§ **Check your understanding**
(1) In the text on Newcomer's career, translate this sentence into Spanish: "Newcomer left the army as a colonel upon reaching the mandatory retirement age of 64 in April 1925."
(2) Resume the text on Newcomer's army career and retirement, writing on from its final sentence.

§ **Text shown**
From 1919 to 1920, Newcomer was chief engineer of the Hawaiian Engineer District and commander of the 3rd Engineer Battalion. From September 1920 to June 1922, he was posted to New Orleans as chief engineer of the Gulf Engineer Division. From June 1922 to December 1924, Newcomer was assigned to New York City as engineer of the Northeast Division. At the same time, he served as a member of the Board of Engineers for Rivers and Harbors and the New York Harbor Line Board, in addition to serving as officer in charge of the Second New York Engineer District and the Puerto Rico Engineer District.

Newcomer left the army as a colonel upon reaching the mandatory retirement age of 64 in April 1925. In June 1930, the U.S. Congress enacted legislation enabling the general officers of the First World War to retire at their highest rank, and Newcomer was promoted to brigadier general on the retired list. In retirement, Newcomer was a member of the board of directors of the Union Trust Company and the Columbia Institution for the Deaf. In addition, he served as a regional vice president of the American Unitarian Association.

[Collected data entries]
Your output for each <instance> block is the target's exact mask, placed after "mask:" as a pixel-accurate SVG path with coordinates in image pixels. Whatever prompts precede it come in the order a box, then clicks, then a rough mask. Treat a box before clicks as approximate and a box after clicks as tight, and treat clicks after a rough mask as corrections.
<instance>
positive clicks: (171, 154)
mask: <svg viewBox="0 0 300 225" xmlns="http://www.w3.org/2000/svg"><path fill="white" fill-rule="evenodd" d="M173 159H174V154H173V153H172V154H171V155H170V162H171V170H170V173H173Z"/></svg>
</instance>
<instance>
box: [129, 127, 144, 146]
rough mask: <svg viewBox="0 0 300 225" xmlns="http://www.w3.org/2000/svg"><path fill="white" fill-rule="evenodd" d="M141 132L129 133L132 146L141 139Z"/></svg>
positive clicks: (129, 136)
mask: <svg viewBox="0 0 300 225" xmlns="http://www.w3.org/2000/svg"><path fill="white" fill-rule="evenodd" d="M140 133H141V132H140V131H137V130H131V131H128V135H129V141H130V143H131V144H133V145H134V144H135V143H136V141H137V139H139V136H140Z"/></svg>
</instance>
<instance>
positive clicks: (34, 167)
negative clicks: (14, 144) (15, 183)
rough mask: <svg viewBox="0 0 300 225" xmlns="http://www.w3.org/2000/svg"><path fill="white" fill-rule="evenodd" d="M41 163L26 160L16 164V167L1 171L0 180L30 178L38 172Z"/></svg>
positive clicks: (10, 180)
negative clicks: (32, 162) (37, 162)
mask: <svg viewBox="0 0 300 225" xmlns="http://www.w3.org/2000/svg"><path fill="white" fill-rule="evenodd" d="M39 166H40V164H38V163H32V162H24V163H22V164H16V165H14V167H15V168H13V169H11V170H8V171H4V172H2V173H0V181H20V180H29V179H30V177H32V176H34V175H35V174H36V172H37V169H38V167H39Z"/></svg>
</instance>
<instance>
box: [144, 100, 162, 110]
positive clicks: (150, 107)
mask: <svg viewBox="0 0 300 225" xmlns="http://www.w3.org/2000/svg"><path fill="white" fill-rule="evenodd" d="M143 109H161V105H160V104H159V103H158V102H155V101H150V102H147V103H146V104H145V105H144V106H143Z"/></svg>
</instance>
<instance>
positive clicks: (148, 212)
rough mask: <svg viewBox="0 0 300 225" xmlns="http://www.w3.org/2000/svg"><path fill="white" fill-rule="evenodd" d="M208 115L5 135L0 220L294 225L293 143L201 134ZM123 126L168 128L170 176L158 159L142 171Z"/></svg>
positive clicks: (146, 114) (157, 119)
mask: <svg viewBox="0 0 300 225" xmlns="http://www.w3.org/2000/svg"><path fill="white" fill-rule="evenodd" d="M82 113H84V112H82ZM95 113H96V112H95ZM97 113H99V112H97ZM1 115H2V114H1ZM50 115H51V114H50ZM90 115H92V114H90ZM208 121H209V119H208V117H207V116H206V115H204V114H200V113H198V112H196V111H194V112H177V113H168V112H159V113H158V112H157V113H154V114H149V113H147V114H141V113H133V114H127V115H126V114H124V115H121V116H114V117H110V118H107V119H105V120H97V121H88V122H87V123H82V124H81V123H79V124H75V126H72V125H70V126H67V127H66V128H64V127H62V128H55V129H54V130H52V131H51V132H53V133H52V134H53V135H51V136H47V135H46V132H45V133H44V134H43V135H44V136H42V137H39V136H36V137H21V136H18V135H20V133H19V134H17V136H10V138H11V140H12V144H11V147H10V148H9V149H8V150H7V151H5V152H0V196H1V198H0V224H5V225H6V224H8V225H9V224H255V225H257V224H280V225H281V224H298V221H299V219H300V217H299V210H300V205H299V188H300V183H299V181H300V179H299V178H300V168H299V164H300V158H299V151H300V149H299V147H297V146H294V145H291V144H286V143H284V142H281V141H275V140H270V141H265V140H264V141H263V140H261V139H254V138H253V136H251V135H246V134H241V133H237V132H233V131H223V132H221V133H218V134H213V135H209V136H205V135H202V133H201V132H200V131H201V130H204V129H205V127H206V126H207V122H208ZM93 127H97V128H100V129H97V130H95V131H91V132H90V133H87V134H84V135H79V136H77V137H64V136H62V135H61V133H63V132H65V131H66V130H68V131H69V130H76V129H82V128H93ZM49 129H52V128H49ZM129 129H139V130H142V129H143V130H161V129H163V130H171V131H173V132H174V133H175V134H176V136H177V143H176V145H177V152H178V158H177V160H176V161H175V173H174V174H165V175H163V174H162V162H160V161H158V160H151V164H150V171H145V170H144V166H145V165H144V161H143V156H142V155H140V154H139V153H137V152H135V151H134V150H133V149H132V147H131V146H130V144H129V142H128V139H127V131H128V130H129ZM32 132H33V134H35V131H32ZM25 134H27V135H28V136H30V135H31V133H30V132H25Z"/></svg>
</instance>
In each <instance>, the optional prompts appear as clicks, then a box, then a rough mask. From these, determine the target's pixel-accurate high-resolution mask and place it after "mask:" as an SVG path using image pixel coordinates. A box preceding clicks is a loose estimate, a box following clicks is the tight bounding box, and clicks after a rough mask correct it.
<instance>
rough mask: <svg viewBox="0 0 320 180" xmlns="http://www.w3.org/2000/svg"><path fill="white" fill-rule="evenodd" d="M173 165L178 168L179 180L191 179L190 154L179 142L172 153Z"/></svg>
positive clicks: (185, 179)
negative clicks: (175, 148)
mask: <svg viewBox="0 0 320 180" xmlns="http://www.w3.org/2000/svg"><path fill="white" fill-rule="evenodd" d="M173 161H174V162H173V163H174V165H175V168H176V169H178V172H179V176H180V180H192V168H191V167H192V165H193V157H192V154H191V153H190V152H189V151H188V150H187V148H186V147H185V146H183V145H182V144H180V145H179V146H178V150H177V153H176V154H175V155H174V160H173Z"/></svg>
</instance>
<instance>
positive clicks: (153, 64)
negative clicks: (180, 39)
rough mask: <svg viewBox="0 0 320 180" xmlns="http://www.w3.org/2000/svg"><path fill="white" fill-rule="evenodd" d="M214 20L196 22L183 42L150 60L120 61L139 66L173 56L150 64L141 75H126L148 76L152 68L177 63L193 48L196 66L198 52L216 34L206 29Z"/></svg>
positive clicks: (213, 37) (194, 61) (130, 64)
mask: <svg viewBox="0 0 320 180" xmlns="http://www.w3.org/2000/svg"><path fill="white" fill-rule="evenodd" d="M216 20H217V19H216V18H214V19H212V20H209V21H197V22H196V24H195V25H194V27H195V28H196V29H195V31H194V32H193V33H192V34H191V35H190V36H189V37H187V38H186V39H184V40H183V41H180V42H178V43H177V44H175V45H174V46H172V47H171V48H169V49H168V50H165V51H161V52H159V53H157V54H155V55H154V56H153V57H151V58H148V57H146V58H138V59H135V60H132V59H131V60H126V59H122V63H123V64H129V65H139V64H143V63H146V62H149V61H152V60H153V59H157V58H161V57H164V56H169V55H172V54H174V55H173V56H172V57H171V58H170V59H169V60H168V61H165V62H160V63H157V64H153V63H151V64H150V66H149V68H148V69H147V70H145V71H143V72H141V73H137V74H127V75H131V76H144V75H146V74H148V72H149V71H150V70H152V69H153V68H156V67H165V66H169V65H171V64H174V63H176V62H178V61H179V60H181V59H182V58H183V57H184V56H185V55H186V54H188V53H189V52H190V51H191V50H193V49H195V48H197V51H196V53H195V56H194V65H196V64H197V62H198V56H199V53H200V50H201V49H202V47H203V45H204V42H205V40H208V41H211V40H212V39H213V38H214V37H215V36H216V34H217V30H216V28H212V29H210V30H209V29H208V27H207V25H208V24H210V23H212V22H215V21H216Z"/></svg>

§ **Answers**
(1) Newcomer dejó el ejército como coronel al alcanzar la edad de jubilación obligatoria de 64 años en abril de 1925.

(2)
Newcomer died in Washington, D.C. on December 3, 1952. He was buried at Arlington National Cemetery.

==Family==
In 1886, Newcomer married Rebecca Kosier. She died in 1913, and in 1915 he married Lily Armour. With his first wife, Newcomer was the father of three sons. Henry Sidney Newcomer, known as Sidney, was a World War I veteran who became a prominent scientist, physician, and inventor. Francis K. Newcomer was a career army officer who attained the rank of brigadier general. David Albert Newcomer was also a career army officer had reached the rank of colonel before being killed in action in 1944.

Henry Crandall Newcomer, the son of H. Sidney Newcomer, was a United States Air Force officer and retired as a brigadier general. Francis Kosier Newcomer Jr. was a career army officer who retired as a colonel.